#### Dataset extract
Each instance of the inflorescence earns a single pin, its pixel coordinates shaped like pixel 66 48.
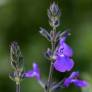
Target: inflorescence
pixel 60 54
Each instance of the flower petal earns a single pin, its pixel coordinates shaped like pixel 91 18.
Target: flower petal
pixel 67 82
pixel 63 64
pixel 67 50
pixel 74 75
pixel 33 73
pixel 79 83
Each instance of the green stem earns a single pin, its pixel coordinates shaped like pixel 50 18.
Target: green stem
pixel 51 65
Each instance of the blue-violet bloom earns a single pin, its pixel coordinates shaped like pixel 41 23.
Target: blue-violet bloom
pixel 63 62
pixel 73 78
pixel 33 73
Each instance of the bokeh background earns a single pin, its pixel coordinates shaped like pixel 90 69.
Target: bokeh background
pixel 20 21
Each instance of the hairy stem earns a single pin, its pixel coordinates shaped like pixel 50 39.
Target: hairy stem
pixel 51 65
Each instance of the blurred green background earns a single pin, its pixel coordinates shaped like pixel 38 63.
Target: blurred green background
pixel 20 21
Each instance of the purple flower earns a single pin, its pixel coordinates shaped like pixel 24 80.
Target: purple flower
pixel 63 63
pixel 33 73
pixel 73 78
pixel 63 60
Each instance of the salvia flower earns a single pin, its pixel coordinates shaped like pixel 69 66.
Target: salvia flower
pixel 16 57
pixel 33 73
pixel 63 60
pixel 54 15
pixel 73 78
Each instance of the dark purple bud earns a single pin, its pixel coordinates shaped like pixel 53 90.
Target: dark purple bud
pixel 44 33
pixel 73 78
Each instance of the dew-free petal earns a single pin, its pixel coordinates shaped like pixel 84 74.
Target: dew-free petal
pixel 33 73
pixel 79 83
pixel 65 48
pixel 67 82
pixel 63 64
pixel 74 75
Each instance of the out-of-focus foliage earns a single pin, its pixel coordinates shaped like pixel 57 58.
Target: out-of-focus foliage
pixel 20 21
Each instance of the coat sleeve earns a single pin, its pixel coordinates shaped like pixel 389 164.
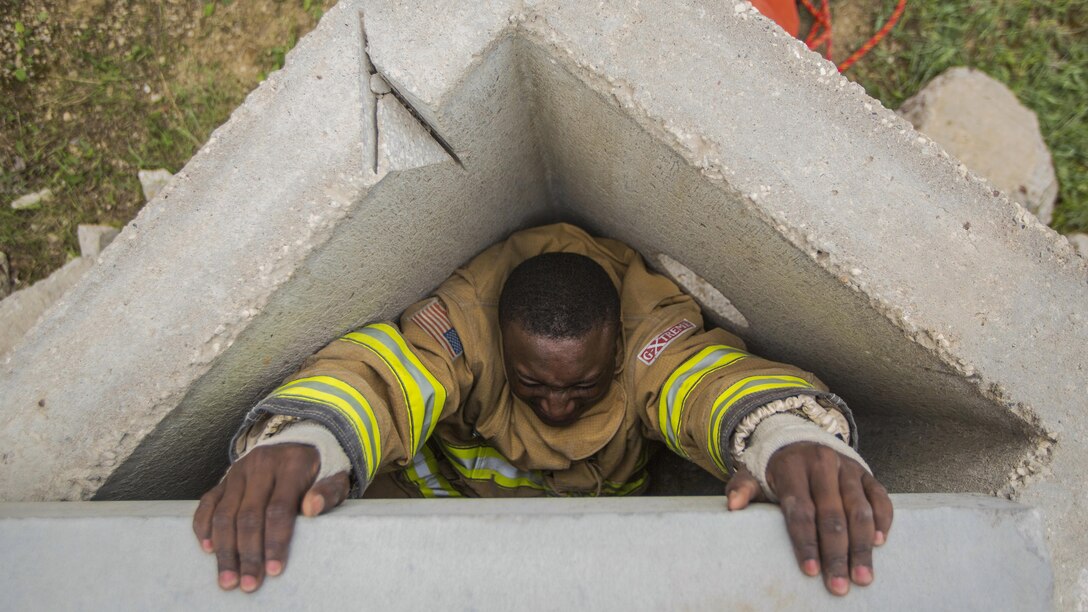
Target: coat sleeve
pixel 381 390
pixel 696 386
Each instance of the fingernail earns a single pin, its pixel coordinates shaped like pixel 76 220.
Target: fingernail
pixel 227 579
pixel 248 584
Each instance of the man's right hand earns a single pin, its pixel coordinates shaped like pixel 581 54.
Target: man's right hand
pixel 248 518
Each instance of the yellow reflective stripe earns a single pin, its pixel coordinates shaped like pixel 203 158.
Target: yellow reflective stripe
pixel 423 472
pixel 484 463
pixel 739 390
pixel 628 488
pixel 423 394
pixel 348 402
pixel 680 383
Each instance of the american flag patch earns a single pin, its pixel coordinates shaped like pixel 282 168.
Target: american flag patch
pixel 435 321
pixel 654 347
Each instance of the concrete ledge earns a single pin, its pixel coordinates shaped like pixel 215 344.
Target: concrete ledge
pixel 946 552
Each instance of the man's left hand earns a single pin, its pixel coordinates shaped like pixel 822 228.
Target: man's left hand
pixel 835 511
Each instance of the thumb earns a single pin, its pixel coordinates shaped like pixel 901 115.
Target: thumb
pixel 742 489
pixel 325 494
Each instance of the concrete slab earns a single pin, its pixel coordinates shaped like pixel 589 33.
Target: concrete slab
pixel 946 552
pixel 950 319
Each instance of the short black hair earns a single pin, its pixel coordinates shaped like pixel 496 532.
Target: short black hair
pixel 558 295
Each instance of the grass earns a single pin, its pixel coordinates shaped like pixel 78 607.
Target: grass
pixel 1039 49
pixel 90 98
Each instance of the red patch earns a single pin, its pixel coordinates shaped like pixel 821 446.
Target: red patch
pixel 654 347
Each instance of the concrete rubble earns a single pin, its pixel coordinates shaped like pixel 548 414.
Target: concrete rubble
pixel 152 181
pixel 950 318
pixel 978 120
pixel 29 202
pixel 678 553
pixel 22 309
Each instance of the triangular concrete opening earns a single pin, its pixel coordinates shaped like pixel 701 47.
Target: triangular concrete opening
pixel 705 138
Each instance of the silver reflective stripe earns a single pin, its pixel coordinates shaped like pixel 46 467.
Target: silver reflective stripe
pixel 422 472
pixel 676 384
pixel 480 464
pixel 427 390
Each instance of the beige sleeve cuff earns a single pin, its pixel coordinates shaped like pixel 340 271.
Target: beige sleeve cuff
pixel 780 430
pixel 333 457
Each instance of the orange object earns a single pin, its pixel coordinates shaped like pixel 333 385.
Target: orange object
pixel 783 12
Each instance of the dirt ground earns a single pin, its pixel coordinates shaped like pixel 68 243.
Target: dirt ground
pixel 94 90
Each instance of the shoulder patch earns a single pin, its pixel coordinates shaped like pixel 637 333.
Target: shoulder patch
pixel 655 346
pixel 434 319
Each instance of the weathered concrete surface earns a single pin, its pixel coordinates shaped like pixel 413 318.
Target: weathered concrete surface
pixel 22 309
pixel 978 120
pixel 946 552
pixel 950 318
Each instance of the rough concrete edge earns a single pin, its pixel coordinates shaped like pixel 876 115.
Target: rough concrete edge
pixel 263 96
pixel 617 93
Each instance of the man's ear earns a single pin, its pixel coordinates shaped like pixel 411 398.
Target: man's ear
pixel 620 349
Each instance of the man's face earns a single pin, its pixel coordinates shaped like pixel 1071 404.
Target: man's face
pixel 559 378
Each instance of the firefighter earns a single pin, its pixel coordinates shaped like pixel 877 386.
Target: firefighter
pixel 553 364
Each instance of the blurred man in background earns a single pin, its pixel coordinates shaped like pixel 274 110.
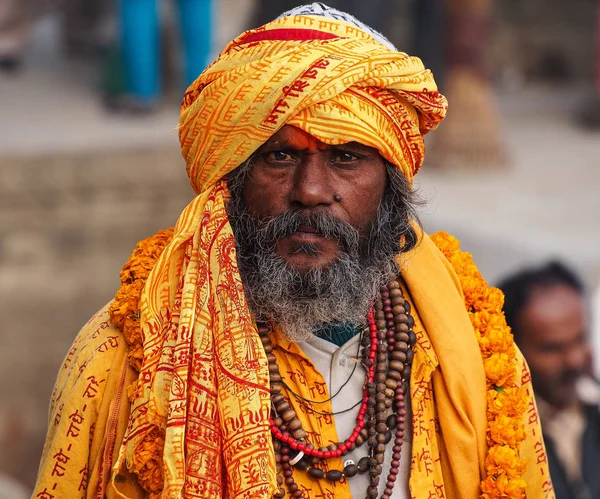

#### What the task requires
Rewrite the data from the line containing "Each instance of the man's left" through the line containing "pixel 434 319", inclusive, as a Markdown table with the columns Row and Line. Give each line its own row number and leave out blank lines.

#### Expected answer
| Row | Line |
|---|---|
| 1 | Each instance of the man's left hand earns a single pin, its pixel coordinates shaped like pixel 822 228. |
| 2 | Target: man's left hand |
| 3 | pixel 835 511 |
| 4 | Each instance of the thumb earns a single pin, its pixel coordinates shaped like pixel 901 115. |
| 5 | Target: thumb |
| 6 | pixel 742 489 |
| 7 | pixel 325 494 |
| 8 | Each instance of the concrete slab earns a single pin, its pixel coordinates shaped like pixel 589 33. |
| 9 | Target: concrete slab |
| 10 | pixel 946 552 |
| 11 | pixel 950 319 |
| 12 | Each instance of the short black hair earns a single pin, its pixel coordinates shaped like pixel 496 532. |
| 13 | Target: short black hair |
| 14 | pixel 558 295 |
| 15 | Each instance of the grass earns a single pin, its pixel coordinates shaped like pixel 78 607. |
| 16 | Target: grass |
| 17 | pixel 1039 49 |
| 18 | pixel 90 98 |
| 19 | Each instance of the red patch earns a single pin, its pixel coordinates shaped like pixel 821 446. |
| 20 | Target: red patch |
| 21 | pixel 654 347 |
| 22 | Each instance of the concrete rubble earns a single pin, its pixel coordinates shaped like pixel 548 414. |
| 23 | Target: concrete rubble |
| 24 | pixel 152 181 |
| 25 | pixel 950 318 |
| 26 | pixel 978 120 |
| 27 | pixel 29 202 |
| 28 | pixel 678 553 |
| 29 | pixel 22 309 |
| 30 | Each instance of the triangular concrete opening earns a single pin, its pixel coordinates shaped like pixel 701 47. |
| 31 | Target: triangular concrete opening |
| 32 | pixel 705 138 |
| 33 | Each instance of the silver reflective stripe earns a single pin, its pixel coordinates shaped like pixel 46 467. |
| 34 | Target: silver reflective stripe |
| 35 | pixel 422 472 |
| 36 | pixel 676 384 |
| 37 | pixel 480 464 |
| 38 | pixel 427 390 |
| 39 | Each instance of the beige sleeve cuff earns a single pin, its pixel coordinates shaped like pixel 340 271. |
| 40 | Target: beige sleeve cuff |
| 41 | pixel 780 430 |
| 42 | pixel 333 457 |
| 43 | Each instance of the orange object earns a single pin, its pixel coordinates shaped like pixel 333 385. |
| 44 | Target: orange object |
| 45 | pixel 783 12 |
| 46 | Each instance of the dirt ground earns a single pin, its pixel coordinates shaped like pixel 68 243. |
| 47 | Target: dirt ground |
| 48 | pixel 94 90 |
| 49 | Each instance of the shoulder patch earns a single pin, its pixel coordinates shaped like pixel 637 333. |
| 50 | Target: shoulder patch |
| 51 | pixel 655 346 |
| 52 | pixel 434 319 |